● **Extrait du document**

Comment mesure-t-on la qualité de l’air intérieur ?

Nous prélevons de l’air avec un matériau absorbant qui capte les composés gazeux. Pour les particules en suspension dans l’air, nous les prélevons avec une pompe équipée d’un filtre. Nous analysons ensuite ces échantillons en laboratoire. Nous n’utilisons pas un appareil unique pour effectuer ces mesures car cette pollution est très variée… Elle peut être d’origine chimique, comme biologique… Il peut y avoir des virus, des moisissures, mais aussi des gaz comme par exemple le radon, un gaz radioactif, ou encore des fibres comme l’amiante. 

 

Pour éviter allergies, complications respiratoires et maux de tête, il est préconisé d’aérer pour éliminer l’air vicié.

 

 

D’où vient cette pollution?

Elle est générée par les peintures murales, les revêtements de sol, les meubles, les appareils de chauffage, mais aussi par le tabagisme, le bricolage, le parfum, les produits cosmétiques, les animaux domestiques, et plus généralement par tous les produits du quotidien qui émettent des substances volatiles ! Pour éviter allergies, complications respiratoires et maux de tête, il est préconisé d’ouvrir régulièrement les fenêtres pour éliminer l’air vicié. Cette problématique fait actuellement l’objet d’une prise de conscience au sein de la société. De plus en plus, les dirigeant·es politiques, les entreprises, les constructeurs, les gestionnaires de bâtiments et les bailleurs se sentent concernés par le sujet. 

 

C’est un débat qui est récent?

Indéniablement ! Historiquement, c’est la qualité de l’air extérieur qui était prise en compte. En France, c’est en 2004 que le premier plan santé / environnement a reconnu l’Observatoire de la qualité de l’air intérieur comme prioritaire pour documenter les expositions de la population. Ce sujet est resté confidentiel pendant longtemps. En 2007, le Grenelle de l’environnement a fait bouger les choses avec l’obligation de surveiller la qualité de l’air intérieur pour les établissements recevant du public, et un étiquetage des matériaux de construction et de décoration en fonction de leur potentiel d’émission de composés gazeux.Aujourd’hui, les réglementations thermiques qui visent à une plus grande sobriété énergétique des bâtiments poussent la filière à construire des structures très étanches, ce qui présente un risque pour la qualité de l’air intérieur.  

 

Nous avons pu observer qu’il peut exister des moisissures en développement même dans les bâtiments neufs.

 

Comment les bailleurs sociaux s’emparent-ils du sujet?

Nous avons travaillé avec 3F sur deux études. La première date de 2017. Nous avons réalisé des mesures dans 40 logements neufs car 3F voulait avoir une estimation du niveau de qualité de l’air en fonction des choix de revêtements et de ventilation. Nous avons pu observer qu’il peut exister des moisissures en développement même dans les bâtiments neufs. Ceci est lié au raccourcissement de la durée des chantiers qui ne laisse pas le temps aux matériaux de sécher correctement. La deuxième étude, actuellement en cours, consiste à effectuer des mesures avant et après la rénovation d’un logement pour vérifier que la qualité de l’air intérieur n’a pas été altérée. 3F fait partie des bailleurs sociaux qui sont particulièrement sensibilisés au sujet. Ces études permettent de mettre en lumière les améliorations à apporter dans la façon de construire ou de rénover.

● **Extraits des données**
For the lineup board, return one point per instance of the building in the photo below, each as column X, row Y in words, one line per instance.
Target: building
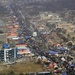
column 8, row 55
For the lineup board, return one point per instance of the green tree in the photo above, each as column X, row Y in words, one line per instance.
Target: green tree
column 1, row 31
column 69, row 44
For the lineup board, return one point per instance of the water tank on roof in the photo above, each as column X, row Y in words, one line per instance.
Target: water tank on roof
column 5, row 46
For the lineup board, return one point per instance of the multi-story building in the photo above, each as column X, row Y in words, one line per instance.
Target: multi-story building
column 8, row 55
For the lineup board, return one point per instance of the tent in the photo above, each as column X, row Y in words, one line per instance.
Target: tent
column 53, row 52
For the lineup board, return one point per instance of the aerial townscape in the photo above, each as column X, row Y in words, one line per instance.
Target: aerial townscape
column 37, row 37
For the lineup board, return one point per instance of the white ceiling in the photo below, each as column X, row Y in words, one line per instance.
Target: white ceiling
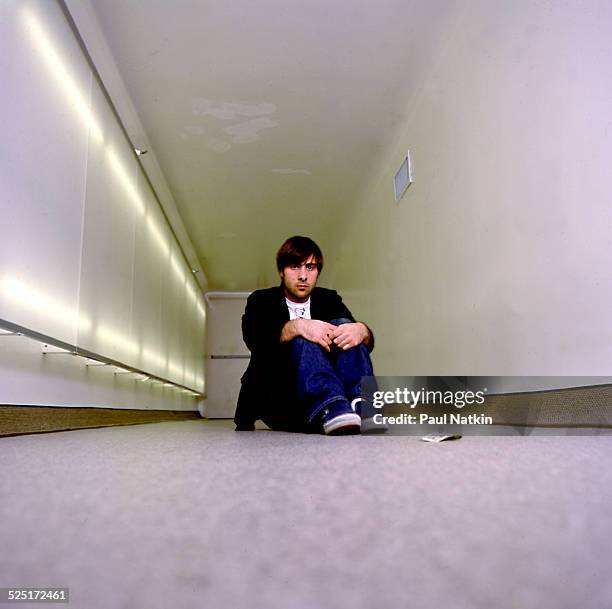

● **Tâche à réaliser**
Recopiez le passage de l'extrait sur la qualité de l'air intérieur allant de « D’où vient cette » jusqu'à « qui est récent? » inclus, en substituant « jardinage » à « bricolage ».

● **Réponse rédigée**
D’où vient cette pollution?

Elle est générée par les peintures murales, les revêtements de sol, les meubles, les appareils de chauffage, mais aussi par le tabagisme, le jardinage, le parfum, les produits cosmétiques, les animaux domestiques, et plus généralement par tous les produits du quotidien qui émettent des substances volatiles ! Pour éviter allergies, complications respiratoires et maux de tête, il est préconisé d’ouvrir régulièrement les fenêtres pour éliminer l’air vicié. Cette problématique fait actuellement l’objet d’une prise de conscience au sein de la société. De plus en plus, les dirigeant·es politiques, les entreprises, les constructeurs, les gestionnaires de bâtiments et les bailleurs se sentent concernés par le sujet. 

 

C’est un débat qui est récent?